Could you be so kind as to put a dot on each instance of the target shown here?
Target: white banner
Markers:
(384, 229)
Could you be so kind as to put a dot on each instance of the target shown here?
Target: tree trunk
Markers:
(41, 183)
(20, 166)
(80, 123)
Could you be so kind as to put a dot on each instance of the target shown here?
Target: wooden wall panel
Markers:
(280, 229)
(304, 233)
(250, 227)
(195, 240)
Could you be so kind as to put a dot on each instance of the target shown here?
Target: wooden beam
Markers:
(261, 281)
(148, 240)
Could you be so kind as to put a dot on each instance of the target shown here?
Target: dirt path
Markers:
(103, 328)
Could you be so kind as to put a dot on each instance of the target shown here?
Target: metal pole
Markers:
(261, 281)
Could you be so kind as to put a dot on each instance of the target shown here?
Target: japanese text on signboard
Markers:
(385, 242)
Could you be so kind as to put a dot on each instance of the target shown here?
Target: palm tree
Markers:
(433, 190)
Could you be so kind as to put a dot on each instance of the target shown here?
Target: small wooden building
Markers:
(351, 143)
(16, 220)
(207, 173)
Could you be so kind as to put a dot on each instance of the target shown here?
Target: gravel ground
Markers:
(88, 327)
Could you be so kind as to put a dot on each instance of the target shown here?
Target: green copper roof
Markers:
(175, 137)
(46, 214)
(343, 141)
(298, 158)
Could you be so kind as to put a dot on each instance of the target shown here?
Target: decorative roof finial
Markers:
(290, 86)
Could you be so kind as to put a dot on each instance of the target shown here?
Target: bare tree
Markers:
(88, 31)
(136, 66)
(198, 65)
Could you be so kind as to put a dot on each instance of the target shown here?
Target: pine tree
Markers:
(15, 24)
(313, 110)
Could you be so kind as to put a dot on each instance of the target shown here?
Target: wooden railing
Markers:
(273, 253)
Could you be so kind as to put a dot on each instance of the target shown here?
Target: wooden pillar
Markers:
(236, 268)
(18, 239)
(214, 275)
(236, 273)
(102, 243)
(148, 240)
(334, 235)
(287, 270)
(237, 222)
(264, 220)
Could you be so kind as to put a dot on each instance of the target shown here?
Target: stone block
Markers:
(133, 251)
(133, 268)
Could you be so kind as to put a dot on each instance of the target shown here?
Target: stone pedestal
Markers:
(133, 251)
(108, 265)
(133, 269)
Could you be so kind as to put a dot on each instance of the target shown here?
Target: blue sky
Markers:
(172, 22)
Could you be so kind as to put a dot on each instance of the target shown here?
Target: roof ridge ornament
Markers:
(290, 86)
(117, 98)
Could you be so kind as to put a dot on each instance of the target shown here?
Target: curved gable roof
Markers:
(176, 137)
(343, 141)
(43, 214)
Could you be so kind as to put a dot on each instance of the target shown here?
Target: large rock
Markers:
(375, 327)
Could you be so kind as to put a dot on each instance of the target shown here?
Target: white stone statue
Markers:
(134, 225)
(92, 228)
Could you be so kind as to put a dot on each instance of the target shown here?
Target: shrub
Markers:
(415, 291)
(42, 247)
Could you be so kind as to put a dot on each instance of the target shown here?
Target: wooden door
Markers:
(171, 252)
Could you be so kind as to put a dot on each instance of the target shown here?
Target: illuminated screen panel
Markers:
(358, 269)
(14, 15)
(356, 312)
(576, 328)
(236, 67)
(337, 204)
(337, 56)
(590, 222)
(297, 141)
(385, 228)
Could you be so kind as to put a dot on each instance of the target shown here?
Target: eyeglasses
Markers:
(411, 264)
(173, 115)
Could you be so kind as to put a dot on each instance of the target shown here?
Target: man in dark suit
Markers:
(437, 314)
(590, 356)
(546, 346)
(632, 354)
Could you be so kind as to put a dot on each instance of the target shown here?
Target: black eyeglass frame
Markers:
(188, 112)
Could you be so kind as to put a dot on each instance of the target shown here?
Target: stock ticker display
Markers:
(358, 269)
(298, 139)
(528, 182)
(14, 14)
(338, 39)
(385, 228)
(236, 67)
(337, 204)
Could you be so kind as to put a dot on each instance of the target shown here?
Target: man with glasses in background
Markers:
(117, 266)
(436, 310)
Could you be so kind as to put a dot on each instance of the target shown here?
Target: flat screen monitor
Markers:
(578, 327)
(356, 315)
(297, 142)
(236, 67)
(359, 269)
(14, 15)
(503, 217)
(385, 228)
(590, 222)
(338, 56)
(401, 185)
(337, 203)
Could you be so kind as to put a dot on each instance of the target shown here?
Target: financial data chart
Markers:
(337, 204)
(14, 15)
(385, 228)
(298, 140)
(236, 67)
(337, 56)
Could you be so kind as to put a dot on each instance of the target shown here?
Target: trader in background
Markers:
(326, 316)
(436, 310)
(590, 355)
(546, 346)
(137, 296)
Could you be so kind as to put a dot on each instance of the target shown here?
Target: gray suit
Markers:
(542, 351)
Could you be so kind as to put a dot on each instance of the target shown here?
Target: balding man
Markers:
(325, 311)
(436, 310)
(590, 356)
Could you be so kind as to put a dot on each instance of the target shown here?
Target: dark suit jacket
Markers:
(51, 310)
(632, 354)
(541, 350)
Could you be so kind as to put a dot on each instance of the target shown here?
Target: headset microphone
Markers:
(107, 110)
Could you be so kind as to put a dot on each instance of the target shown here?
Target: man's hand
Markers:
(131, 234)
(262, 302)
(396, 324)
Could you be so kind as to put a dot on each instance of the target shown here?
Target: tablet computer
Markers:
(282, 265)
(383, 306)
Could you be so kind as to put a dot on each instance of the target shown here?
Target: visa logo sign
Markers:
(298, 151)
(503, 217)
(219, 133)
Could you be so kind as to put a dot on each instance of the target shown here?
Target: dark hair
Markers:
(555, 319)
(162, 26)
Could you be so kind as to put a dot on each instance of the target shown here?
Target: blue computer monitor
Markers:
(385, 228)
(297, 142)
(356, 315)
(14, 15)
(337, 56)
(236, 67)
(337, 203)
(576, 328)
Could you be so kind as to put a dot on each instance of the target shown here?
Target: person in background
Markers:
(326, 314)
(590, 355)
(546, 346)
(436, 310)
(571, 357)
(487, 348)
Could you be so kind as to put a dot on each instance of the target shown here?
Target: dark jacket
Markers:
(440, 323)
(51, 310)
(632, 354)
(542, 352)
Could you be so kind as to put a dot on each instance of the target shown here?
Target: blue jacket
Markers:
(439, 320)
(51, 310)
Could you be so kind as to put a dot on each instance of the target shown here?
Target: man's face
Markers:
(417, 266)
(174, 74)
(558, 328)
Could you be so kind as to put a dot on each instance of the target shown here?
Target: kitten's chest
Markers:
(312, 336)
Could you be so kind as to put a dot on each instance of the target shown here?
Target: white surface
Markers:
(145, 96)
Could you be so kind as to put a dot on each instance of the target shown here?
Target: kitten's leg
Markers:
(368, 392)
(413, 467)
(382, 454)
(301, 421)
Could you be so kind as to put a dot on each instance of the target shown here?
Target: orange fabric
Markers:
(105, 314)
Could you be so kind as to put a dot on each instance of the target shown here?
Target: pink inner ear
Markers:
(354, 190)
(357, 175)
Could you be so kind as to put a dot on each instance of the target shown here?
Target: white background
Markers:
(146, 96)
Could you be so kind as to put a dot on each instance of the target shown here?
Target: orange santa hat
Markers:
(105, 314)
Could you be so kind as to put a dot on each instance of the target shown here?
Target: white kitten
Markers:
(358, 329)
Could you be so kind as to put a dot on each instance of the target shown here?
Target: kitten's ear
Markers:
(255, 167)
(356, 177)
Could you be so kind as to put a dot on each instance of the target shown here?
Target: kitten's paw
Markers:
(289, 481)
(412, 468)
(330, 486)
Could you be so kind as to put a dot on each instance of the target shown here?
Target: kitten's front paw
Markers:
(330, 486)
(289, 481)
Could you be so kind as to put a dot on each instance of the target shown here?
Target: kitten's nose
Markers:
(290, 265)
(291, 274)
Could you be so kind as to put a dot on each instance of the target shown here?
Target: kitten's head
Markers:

→ Exercício
Localize nos registros acima cada linha em que aparece a palavra "background" e copie essas linhas.

→ Resultado do exercício
Target: man with glasses in background
Target: trader in background
Target: person in background
Target: white background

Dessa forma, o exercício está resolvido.